This change adds a [CMake](https://cmake.org/) based build system to
address these issues:

- #190
Although this problem can be solved in the Makefile by specifying the
relative paths to each source file, it requires updating all the
Makefile Fortran module dependency rules which is a pain. CMake
automatically handles Fortran module dependencies out of the box so
doing this with CMake is much easier.
- #191 
When invoking `cmake`, custom options, compilers and compiler flags can
be configurable by setting the appropriate variables via the [`-D`
flag](https://cmake.org/cmake/help/latest/manual/cmake.1.html#cmdoption-cmake-D),
for example: `cmake -DCMAKE_Fortran_COMPILER="mpif90"
-DCMAKE_Fortran_FLAGS="-O2 -fp-model precise" -S . -B build`. These can
be used for doing MPI only builds and enabling specific debug flags.
---
* Goal 1:
Render this sentence from the CMake build system description in Spanish: "CMake automatically handles Fortran module dependencies out of the box so doing this with CMake is much easier."
* Goal 2:
Extend the description of the CMake build system past its final sentence.

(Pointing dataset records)
---
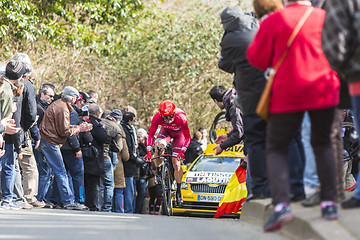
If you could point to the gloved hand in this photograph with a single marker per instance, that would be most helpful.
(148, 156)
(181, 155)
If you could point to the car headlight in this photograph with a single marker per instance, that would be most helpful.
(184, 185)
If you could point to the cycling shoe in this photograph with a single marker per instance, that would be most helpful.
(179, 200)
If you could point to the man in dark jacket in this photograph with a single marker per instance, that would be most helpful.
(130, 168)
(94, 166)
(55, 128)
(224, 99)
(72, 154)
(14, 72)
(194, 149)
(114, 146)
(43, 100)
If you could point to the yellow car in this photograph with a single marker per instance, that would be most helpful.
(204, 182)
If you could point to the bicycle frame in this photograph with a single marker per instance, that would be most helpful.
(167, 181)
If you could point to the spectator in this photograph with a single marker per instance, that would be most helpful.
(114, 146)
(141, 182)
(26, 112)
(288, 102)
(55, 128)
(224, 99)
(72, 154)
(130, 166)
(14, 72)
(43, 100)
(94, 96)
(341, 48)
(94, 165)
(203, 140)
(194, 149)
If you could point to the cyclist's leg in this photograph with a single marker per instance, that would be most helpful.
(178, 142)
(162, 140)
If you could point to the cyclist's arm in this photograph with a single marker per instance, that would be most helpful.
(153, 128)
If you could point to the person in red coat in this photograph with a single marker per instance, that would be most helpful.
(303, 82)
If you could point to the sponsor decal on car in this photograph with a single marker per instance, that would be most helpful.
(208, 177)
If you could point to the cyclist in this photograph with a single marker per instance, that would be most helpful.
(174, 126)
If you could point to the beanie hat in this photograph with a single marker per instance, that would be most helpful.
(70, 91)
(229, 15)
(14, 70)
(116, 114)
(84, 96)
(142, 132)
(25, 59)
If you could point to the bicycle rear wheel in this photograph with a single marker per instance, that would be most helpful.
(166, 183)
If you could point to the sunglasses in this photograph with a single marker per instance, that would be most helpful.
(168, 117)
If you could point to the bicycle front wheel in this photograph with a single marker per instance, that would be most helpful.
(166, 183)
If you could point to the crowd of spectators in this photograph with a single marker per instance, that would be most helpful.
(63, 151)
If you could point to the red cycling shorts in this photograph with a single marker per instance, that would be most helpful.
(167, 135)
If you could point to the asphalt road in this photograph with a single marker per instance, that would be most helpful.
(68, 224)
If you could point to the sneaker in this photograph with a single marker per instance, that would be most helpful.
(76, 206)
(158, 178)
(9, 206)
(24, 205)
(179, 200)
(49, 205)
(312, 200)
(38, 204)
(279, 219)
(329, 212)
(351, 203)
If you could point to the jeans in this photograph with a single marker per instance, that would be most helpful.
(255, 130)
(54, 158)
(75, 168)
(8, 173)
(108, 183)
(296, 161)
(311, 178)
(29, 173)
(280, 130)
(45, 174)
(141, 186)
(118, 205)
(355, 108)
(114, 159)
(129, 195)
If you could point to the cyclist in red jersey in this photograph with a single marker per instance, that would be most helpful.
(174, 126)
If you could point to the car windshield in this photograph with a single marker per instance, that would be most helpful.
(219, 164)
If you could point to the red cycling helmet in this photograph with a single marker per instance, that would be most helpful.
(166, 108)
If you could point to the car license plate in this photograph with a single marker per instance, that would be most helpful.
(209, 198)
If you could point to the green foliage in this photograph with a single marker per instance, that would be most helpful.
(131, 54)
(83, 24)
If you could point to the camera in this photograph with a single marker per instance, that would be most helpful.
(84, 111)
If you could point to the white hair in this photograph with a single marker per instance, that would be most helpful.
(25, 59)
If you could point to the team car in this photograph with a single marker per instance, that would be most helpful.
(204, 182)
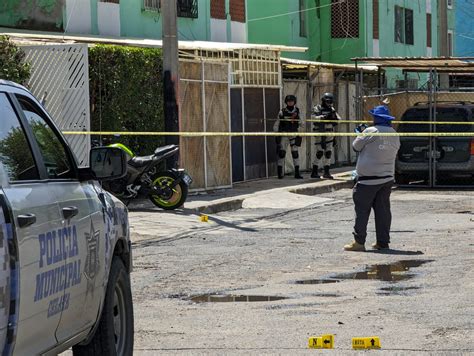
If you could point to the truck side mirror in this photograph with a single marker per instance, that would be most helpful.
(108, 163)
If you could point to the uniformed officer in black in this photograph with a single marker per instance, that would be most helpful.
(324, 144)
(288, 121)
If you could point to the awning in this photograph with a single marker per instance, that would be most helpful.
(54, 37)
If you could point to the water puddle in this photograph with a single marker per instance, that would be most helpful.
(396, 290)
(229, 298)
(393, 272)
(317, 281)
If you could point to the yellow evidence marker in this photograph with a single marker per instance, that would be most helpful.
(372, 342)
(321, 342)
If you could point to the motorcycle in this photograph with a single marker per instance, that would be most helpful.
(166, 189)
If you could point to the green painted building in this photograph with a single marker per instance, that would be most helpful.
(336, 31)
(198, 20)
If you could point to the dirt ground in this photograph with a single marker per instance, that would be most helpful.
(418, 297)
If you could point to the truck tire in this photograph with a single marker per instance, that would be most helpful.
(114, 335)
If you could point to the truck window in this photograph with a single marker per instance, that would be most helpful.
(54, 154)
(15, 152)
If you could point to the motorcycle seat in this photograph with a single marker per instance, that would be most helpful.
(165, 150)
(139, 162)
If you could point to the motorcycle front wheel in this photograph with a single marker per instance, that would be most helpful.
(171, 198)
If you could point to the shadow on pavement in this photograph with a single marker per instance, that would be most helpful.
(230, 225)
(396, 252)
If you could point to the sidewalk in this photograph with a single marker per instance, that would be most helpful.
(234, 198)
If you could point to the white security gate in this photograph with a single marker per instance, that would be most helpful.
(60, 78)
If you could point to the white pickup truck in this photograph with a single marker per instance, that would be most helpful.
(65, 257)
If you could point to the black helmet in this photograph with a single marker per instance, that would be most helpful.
---
* Response 1:
CMake gestiona automáticamente las dependencias de los módulos de Fortran sin configuración adicional, por lo que hacer esto con CMake es mucho más fácil.

* Response 2:
- #192 
As mentioned above, CMake automatically handles Fortran module
dependencies out of the box. Parallelised builds can be done by
specifying the `-j` flag to `cmake`.

The following pull requests should be merged before this pull request so
that we can demonstrate binary equivalence between the executables
compiled by both Makefile and CMake builds. This ensures no unwanted
changes are introduced by the transition.

- [x] #197
- [x] #199

Edit: the above PR's have been merged - the serial and MPI binaries
built by CMake (in release mode) are equivalent to the binaries built by
the Makefile based build system in the main branch.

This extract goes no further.